## MATERIAL FOR THIS EXERCISE
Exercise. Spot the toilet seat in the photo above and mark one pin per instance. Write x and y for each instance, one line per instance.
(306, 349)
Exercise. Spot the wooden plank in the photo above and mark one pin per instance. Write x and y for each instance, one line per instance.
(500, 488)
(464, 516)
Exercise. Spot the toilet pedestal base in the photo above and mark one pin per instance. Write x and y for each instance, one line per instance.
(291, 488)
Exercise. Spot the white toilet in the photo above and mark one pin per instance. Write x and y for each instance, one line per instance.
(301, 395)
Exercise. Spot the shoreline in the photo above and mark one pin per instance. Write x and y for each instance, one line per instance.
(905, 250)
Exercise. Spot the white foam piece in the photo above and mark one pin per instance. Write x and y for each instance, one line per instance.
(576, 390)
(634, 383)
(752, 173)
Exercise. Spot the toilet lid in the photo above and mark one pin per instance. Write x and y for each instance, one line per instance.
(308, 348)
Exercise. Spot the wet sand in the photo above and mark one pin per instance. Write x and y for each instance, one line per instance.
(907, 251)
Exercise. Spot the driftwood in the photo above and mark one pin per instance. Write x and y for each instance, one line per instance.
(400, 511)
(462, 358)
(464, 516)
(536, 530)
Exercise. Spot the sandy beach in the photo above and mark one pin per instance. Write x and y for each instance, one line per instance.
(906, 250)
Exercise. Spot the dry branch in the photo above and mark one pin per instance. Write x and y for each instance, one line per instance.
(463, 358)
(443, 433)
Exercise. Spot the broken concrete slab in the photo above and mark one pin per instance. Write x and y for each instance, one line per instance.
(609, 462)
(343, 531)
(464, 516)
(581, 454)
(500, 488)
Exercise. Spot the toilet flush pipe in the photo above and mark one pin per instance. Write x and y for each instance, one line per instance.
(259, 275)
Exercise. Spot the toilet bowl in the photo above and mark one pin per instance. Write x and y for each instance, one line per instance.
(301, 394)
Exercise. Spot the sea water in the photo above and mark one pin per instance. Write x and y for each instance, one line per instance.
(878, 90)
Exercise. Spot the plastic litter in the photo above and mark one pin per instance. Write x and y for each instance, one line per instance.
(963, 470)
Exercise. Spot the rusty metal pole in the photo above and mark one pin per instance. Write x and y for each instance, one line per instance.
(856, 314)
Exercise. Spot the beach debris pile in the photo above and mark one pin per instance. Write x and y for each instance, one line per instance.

* * *

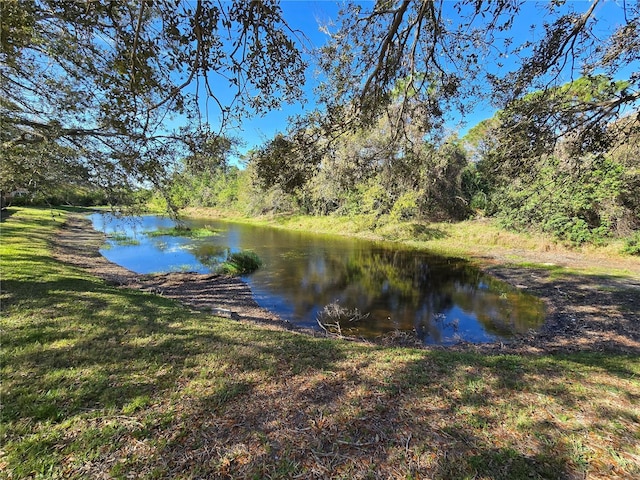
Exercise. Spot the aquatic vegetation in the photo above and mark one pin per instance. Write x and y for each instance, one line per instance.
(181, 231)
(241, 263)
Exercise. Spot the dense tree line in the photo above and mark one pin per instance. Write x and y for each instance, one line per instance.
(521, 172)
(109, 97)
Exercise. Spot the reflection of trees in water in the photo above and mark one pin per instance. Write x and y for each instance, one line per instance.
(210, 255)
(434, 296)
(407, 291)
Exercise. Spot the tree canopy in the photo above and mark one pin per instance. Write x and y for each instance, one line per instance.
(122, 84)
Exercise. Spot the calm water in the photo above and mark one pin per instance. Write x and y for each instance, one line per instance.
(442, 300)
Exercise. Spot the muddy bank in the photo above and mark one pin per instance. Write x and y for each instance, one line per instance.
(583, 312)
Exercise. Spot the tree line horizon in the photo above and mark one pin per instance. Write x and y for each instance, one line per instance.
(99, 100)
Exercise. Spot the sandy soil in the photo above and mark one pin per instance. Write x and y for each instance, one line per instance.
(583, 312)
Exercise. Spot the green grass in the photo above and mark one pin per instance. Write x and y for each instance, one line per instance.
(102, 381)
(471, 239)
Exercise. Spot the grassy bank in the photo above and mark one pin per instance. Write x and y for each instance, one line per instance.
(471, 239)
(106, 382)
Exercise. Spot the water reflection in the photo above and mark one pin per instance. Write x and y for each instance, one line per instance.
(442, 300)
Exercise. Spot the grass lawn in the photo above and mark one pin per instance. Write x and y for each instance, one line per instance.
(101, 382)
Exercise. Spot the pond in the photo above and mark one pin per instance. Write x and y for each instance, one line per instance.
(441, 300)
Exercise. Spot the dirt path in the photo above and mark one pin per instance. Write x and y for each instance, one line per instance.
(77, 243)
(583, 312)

## DIRECTIONS FOR THIS TASK
Pick out each line of the listing above that contains the word "sandy" and copy those lines in full.

## WORKED SOLUTION
Exercise. Spot the sandy beach in the photo above and mark one pin per instance. Write x and y for each instance, one line per instance.
Exercise. Spot the sandy soil in the photo above and mark one pin per instance. Write x and y for each instance, one line per instance.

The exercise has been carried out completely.